● Task description
The answer must consist of the entire listing, repeated exactly.

● Data section
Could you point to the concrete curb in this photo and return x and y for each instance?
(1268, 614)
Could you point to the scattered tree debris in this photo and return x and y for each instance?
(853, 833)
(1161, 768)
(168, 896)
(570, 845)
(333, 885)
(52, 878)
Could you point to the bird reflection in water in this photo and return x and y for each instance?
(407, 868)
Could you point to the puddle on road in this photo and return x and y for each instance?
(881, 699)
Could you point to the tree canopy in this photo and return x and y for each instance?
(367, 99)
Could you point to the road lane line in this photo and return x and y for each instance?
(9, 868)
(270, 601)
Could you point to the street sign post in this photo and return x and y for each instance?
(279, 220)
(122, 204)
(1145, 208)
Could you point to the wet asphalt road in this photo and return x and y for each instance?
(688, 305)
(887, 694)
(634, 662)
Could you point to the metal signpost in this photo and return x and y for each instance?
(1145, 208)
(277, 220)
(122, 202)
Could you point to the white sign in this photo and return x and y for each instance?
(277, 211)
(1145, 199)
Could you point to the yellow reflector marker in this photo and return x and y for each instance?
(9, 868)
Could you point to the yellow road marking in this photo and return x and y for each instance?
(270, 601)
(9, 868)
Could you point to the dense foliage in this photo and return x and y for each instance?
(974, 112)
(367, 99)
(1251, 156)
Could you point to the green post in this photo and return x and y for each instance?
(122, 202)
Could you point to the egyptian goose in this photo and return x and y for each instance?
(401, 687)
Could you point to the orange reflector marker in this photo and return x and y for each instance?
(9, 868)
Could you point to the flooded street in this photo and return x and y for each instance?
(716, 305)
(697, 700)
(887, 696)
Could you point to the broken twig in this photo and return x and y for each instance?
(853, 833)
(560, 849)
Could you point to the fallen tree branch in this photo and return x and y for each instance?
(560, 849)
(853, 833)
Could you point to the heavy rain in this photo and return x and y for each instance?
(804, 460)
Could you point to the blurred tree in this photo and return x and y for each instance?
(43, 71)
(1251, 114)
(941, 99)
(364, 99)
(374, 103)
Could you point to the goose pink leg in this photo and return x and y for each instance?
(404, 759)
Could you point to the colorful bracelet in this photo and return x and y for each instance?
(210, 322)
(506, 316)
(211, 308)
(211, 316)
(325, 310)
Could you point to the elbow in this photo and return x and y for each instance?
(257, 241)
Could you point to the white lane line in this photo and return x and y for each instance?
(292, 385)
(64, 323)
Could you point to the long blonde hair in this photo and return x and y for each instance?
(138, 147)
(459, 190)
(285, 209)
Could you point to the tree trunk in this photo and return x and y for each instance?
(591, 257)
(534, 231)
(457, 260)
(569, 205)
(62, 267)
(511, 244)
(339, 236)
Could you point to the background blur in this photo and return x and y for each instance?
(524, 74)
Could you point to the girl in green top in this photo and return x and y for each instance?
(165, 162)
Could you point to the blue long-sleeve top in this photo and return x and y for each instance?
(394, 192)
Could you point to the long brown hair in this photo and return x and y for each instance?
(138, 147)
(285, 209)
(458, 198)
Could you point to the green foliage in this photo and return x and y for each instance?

● Written reply
Could you point to the concrete curb in this photo and return x and y for each instance?
(1268, 614)
Could you point to the scattered tree debris in this photo and return x and y for each instance?
(853, 833)
(1161, 768)
(168, 896)
(570, 845)
(333, 885)
(52, 878)
Could you point to the bird reflection in water in this photo and return x and y for each instance?
(407, 868)
Could you point to the puddle on road in this photo and return x and y for each instance?
(881, 699)
Could you point to the tree canopy in this photo and return x and y for each instance?
(367, 99)
Could you point to the road lane line in this photo and return x and y for each instance?
(9, 868)
(270, 601)
Could you point to the street sign post in this photo and return x and y for each instance?
(279, 220)
(122, 204)
(1145, 208)
Could you point to the wet asphalt road in this photo and return x and y for each instance?
(688, 305)
(887, 694)
(634, 662)
Could you point to the metal signpost in this photo and return x and y for each instance?
(1145, 208)
(277, 220)
(122, 202)
Could you point to the white sign in this photo and return x and y for each instance?
(277, 211)
(1145, 199)
Could you point to the yellow reflector marker in this photo and return x and y for each instance?
(9, 868)
Could you point to the yellow road marking in this photo and return x and y for each instance?
(270, 601)
(9, 868)
Could you point to the dense foliage in this photo and return x and y for each instance?
(974, 112)
(367, 99)
(1251, 156)
Could you point to the green post in this photo and return x and y for each instance?
(122, 202)
Could you point to the egyptian goose in this photo and return x and y for each instance?
(401, 687)
Could you point to the orange reflector marker in this photo and return x and y for each instance?
(9, 868)
Could you point to the flooded street in this photo and return x and y for each instance?
(716, 305)
(697, 700)
(887, 696)
Could you point to the broken twig in this photo and return x and y for each instance?
(853, 833)
(560, 849)
Could you point to the fallen tree branch in this photo and return x and y for each instance?
(560, 849)
(853, 833)
Could you point to the heavy rain in this photo and return x and y for each instance?
(804, 460)
Could you point to the blurred tree in this photo and return x and y for each instance?
(43, 71)
(1251, 114)
(941, 99)
(364, 99)
(374, 103)
Could you point to the goose pink leg in this photo and return x and y for each instance?
(404, 759)
Could you point to the colorful bracelet in this photo and return x and y for each instance?
(210, 322)
(506, 316)
(211, 308)
(211, 316)
(325, 310)
Could you point to the elbow in this photo and return x and y for each instance?
(257, 241)
Could you point to the white lane line in this photo and return x and y for each instance?
(292, 385)
(64, 323)
Could you point to the long blonde hair in this photo and return x and y for each instance?
(138, 147)
(459, 190)
(285, 209)
Could you point to the tree trunk in this photo and return x and y for each instance?
(591, 257)
(534, 231)
(457, 260)
(569, 205)
(62, 267)
(511, 244)
(339, 236)
Could you point to the background blur in this photo and return x and y for each instance?
(524, 74)
Could you point to the girl in green top in this photo and return x and y for each instance?
(165, 162)
Could you point to the blue long-sleeve top in this photo and return x and y for each instance?
(394, 192)
Could you point to the long brown hair in this photo and return x and y for each instance?
(138, 147)
(285, 209)
(458, 198)
Could you point to the green foliage in this photo and return x and y for each instance?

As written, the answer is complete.